GOAL OF THE EXERCISE:
Return all of the entries exactly, with nothing added or left out.

Items from a dataset:

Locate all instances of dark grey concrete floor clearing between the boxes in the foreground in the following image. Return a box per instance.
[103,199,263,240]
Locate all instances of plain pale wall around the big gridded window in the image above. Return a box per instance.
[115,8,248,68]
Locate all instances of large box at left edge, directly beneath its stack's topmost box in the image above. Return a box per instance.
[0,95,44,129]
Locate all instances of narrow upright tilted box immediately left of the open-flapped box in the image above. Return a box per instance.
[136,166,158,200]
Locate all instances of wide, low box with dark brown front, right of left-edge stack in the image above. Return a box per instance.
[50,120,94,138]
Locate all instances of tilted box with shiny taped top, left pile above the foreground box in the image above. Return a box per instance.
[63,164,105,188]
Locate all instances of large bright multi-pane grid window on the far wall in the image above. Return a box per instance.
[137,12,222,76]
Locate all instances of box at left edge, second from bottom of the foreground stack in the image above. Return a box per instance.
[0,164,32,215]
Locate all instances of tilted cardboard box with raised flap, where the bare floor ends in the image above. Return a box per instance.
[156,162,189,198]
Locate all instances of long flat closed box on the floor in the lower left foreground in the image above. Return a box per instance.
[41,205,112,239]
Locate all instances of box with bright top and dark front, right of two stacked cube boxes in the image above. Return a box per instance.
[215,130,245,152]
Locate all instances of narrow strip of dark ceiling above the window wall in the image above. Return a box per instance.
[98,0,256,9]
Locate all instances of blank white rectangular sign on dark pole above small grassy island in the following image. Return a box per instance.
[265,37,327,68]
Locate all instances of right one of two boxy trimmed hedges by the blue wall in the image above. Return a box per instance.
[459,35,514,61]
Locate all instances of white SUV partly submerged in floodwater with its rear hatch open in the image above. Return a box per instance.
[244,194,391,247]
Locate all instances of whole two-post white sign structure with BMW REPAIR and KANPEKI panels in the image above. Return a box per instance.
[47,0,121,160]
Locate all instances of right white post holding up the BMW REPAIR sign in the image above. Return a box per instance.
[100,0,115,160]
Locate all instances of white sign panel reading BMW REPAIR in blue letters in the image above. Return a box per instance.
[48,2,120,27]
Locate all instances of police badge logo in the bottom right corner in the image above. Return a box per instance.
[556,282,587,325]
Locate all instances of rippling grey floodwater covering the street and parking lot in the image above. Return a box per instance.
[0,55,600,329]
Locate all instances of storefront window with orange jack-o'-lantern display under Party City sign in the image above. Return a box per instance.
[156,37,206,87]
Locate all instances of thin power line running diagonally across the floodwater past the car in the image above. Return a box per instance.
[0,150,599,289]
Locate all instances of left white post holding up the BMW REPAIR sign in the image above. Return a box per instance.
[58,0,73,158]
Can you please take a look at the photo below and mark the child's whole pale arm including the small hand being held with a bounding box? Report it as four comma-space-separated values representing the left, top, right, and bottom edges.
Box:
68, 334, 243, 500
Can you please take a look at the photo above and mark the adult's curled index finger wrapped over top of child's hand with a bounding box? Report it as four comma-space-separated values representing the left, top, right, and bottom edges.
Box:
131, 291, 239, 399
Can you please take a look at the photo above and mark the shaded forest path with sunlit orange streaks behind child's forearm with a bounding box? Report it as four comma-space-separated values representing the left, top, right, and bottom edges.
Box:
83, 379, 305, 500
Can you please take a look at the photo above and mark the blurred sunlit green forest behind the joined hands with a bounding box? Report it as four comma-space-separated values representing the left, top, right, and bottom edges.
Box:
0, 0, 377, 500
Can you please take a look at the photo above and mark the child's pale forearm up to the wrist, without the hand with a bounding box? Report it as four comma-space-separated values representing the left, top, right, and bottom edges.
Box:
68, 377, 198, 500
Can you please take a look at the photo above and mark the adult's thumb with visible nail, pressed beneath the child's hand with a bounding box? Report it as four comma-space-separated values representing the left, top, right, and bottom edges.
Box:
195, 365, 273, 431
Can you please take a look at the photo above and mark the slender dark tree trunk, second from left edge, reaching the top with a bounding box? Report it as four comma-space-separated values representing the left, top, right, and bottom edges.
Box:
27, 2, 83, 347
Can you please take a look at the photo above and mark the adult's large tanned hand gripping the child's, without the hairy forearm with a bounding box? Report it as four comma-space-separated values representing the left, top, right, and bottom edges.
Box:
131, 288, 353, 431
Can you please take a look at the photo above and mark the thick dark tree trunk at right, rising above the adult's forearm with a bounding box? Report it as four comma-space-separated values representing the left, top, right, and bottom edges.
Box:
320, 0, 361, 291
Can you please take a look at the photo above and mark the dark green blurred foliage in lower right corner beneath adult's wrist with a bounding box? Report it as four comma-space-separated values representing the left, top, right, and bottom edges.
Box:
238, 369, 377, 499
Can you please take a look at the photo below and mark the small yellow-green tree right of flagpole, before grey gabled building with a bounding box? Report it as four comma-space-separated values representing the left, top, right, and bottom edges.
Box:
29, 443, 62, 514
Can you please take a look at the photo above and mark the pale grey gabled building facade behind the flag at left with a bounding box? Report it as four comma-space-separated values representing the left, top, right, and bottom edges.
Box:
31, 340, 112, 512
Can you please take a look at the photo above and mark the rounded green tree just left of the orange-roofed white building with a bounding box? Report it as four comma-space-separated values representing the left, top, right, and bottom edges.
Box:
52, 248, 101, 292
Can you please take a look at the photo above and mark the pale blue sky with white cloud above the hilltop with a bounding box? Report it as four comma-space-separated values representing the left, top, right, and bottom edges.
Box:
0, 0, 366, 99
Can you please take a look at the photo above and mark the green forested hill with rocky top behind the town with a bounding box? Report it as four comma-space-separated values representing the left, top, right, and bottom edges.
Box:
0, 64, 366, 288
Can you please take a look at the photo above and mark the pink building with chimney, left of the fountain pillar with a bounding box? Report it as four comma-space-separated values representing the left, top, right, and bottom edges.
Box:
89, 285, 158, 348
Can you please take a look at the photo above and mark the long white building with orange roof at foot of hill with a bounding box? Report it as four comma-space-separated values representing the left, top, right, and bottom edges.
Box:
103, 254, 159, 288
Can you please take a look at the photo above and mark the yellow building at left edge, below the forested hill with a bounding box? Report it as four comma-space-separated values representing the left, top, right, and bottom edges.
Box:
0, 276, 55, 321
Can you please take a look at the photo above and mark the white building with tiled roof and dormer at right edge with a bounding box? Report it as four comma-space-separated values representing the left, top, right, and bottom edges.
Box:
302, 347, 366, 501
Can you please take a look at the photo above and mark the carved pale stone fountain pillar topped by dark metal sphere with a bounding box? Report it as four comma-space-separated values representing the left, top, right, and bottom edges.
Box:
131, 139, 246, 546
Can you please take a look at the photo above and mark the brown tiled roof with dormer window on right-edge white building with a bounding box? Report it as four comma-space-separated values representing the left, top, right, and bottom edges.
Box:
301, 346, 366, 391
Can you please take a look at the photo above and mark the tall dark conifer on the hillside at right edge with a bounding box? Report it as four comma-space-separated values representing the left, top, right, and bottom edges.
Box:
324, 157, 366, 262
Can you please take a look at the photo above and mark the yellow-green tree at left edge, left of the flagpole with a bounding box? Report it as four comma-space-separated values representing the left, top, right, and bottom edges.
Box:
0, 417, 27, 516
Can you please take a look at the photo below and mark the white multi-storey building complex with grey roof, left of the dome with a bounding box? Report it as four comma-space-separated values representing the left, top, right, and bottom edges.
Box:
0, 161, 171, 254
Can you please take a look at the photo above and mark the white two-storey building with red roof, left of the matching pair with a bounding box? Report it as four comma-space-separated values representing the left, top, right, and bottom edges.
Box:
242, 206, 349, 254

SOLUTION BELOW:
Locate all instances of dark grey concrete floor clearing between the boxes in the foreground in the following image. Return a box per instance.
[103,199,263,240]
Locate all instances of plain pale wall around the big gridded window in the image above. Return a box per instance.
[115,8,248,68]
Locate all instances of large box at left edge, directly beneath its stack's topmost box in the image above. Return a box per instance.
[0,95,44,129]
Locate all instances of narrow upright tilted box immediately left of the open-flapped box in the image above. Return a box per instance.
[136,166,158,200]
Locate all instances of wide, low box with dark brown front, right of left-edge stack in the image above. Return a box per instance.
[50,120,94,138]
Locate all instances of tilted box with shiny taped top, left pile above the foreground box in the image above. Return a box per instance.
[63,164,105,188]
Locate all instances of large bright multi-pane grid window on the far wall in the image above. Return a box per instance.
[137,12,222,76]
Locate all instances of box at left edge, second from bottom of the foreground stack in the image above. Return a box per instance.
[0,164,32,215]
Locate all instances of tilted cardboard box with raised flap, where the bare floor ends in the image above. Return a box per instance.
[156,162,189,198]
Locate all instances of long flat closed box on the floor in the lower left foreground in the image above. Return a box per instance.
[41,205,112,239]
Locate all instances of box with bright top and dark front, right of two stacked cube boxes in the image above. Return a box per instance.
[215,130,245,152]
Locate all instances of narrow strip of dark ceiling above the window wall in the image above. Return a box per instance.
[98,0,256,9]
Locate all instances of blank white rectangular sign on dark pole above small grassy island in the following image. Return a box per instance.
[265,37,327,68]
Locate all instances of right one of two boxy trimmed hedges by the blue wall in the image above. Return a box per instance.
[459,35,514,61]
Locate all instances of white SUV partly submerged in floodwater with its rear hatch open in the image above. Return a box per instance.
[244,194,391,247]
Locate all instances of whole two-post white sign structure with BMW REPAIR and KANPEKI panels in the image above. Return a box per instance.
[47,0,121,160]
Locate all instances of right white post holding up the BMW REPAIR sign in the image above. Return a box per instance.
[100,0,115,160]
Locate all instances of white sign panel reading BMW REPAIR in blue letters in the image above. Return a box per instance.
[48,2,120,27]
Locate all instances of police badge logo in the bottom right corner in the image above. Return a box per instance.
[556,282,587,325]
Locate all instances of rippling grey floodwater covering the street and parking lot in the image above. Return a box per instance.
[0,55,600,329]
Locate all instances of storefront window with orange jack-o'-lantern display under Party City sign in the image above. Return a box per instance.
[156,37,206,87]
Locate all instances of thin power line running diagonally across the floodwater past the car in the image above. Return a box per instance.
[0,150,599,289]
Locate all instances of left white post holding up the BMW REPAIR sign in the image above. Return a box per instance.
[58,0,73,158]
Can you please take a look at the photo below and mark the child's whole pale arm including the small hand being held with a bounding box? Report it as four comma-space-separated values representing the left, top, right, and bottom edges.
Box:
68, 334, 243, 500
Can you please take a look at the photo above and mark the adult's curled index finger wrapped over top of child's hand with a bounding box? Report it as four comma-space-separated values representing the left, top, right, and bottom edges.
Box:
131, 291, 239, 399
Can you please take a look at the photo above and mark the shaded forest path with sunlit orange streaks behind child's forearm with a bounding box? Report it as four comma-space-separated values representing the left, top, right, and bottom edges.
Box:
83, 379, 305, 500
Can you please take a look at the photo above and mark the blurred sunlit green forest behind the joined hands with a bounding box? Report it as four comma-space-separated values representing the left, top, right, and bottom edges.
Box:
0, 0, 377, 500
Can you please take a look at the photo above and mark the child's pale forearm up to the wrist, without the hand with a bounding box? Report it as four comma-space-separated values representing the left, top, right, and bottom edges.
Box:
68, 377, 198, 500
Can you please take a look at the photo above and mark the adult's thumb with visible nail, pressed beneath the child's hand with a bounding box? Report it as four comma-space-separated values representing the left, top, right, and bottom edges.
Box:
195, 365, 273, 431
Can you please take a look at the photo above and mark the slender dark tree trunk, second from left edge, reaching the top with a bounding box? Report it as four comma-space-separated values representing the left, top, right, and bottom edges.
Box:
27, 2, 83, 347
Can you please take a look at the photo above and mark the adult's large tanned hand gripping the child's, without the hairy forearm with a bounding box? Report it as four comma-space-separated values representing the left, top, right, and bottom edges.
Box:
131, 288, 353, 431
Can you please take a look at the photo above and mark the thick dark tree trunk at right, rising above the adult's forearm with a bounding box? Report it as four comma-space-separated values representing the left, top, right, and bottom edges.
Box:
320, 0, 361, 291
Can you please take a look at the photo above and mark the dark green blurred foliage in lower right corner beneath adult's wrist with a bounding box? Report it as four comma-space-separated values representing the left, top, right, and bottom edges.
Box:
238, 369, 377, 499
Can you please take a look at the photo below and mark the small yellow-green tree right of flagpole, before grey gabled building with a bounding box? Report it as four comma-space-separated values representing the left, top, right, and bottom edges.
Box:
29, 443, 62, 514
Can you please take a look at the photo above and mark the pale grey gabled building facade behind the flag at left with a bounding box? Report it as four comma-space-separated values representing the left, top, right, and bottom edges.
Box:
31, 340, 112, 512
Can you please take a look at the photo above and mark the rounded green tree just left of the orange-roofed white building with a bounding box? Report it as four comma-space-separated values representing the left, top, right, and bottom edges.
Box:
52, 248, 101, 292
Can you please take a look at the photo above and mark the pale blue sky with white cloud above the hilltop with a bounding box? Report it as four comma-space-separated values representing the left, top, right, and bottom edges.
Box:
0, 0, 366, 99
Can you please take a look at the photo above and mark the green forested hill with rocky top behind the town with a bounding box? Report it as four comma-space-separated values representing the left, top, right, and bottom edges.
Box:
0, 64, 366, 288
Can you please take a look at the photo above and mark the pink building with chimney, left of the fountain pillar with a bounding box? Report it as four comma-space-separated values representing the left, top, right, and bottom edges.
Box:
89, 285, 158, 348
Can you please take a look at the photo above and mark the long white building with orange roof at foot of hill with a bounding box? Report it as four comma-space-separated values representing the left, top, right, and bottom edges.
Box:
103, 254, 159, 288
Can you please take a look at the photo above and mark the yellow building at left edge, below the forested hill with a bounding box? Report it as four comma-space-separated values representing the left, top, right, and bottom edges.
Box:
0, 276, 55, 321
Can you please take a look at the photo above and mark the white building with tiled roof and dormer at right edge with a bounding box? Report it as four comma-space-separated values representing the left, top, right, and bottom edges.
Box:
302, 347, 366, 501
Can you please take a look at the photo above and mark the carved pale stone fountain pillar topped by dark metal sphere with a bounding box? Report it as four comma-space-separated values representing the left, top, right, and bottom edges.
Box:
131, 139, 246, 546
Can you please take a look at the photo above and mark the brown tiled roof with dormer window on right-edge white building with a bounding box? Report it as four comma-space-separated values representing the left, top, right, and bottom edges.
Box:
301, 346, 366, 391
Can you please take a look at the photo above and mark the tall dark conifer on the hillside at right edge with a bounding box? Report it as four comma-space-separated values representing the left, top, right, and bottom edges.
Box:
324, 157, 366, 262
Can you please take a look at the photo above and mark the yellow-green tree at left edge, left of the flagpole with a bounding box? Report it as four comma-space-separated values representing the left, top, right, and bottom edges.
Box:
0, 417, 27, 516
Can you please take a look at the photo below and mark the white multi-storey building complex with grey roof, left of the dome with a bounding box? Report it as four comma-space-separated values representing the left, top, right, and bottom edges.
Box:
0, 161, 171, 254
Can you please take a look at the photo above and mark the white two-storey building with red roof, left of the matching pair with a bounding box? Report it as four comma-space-separated values representing the left, top, right, and bottom edges.
Box:
242, 206, 349, 254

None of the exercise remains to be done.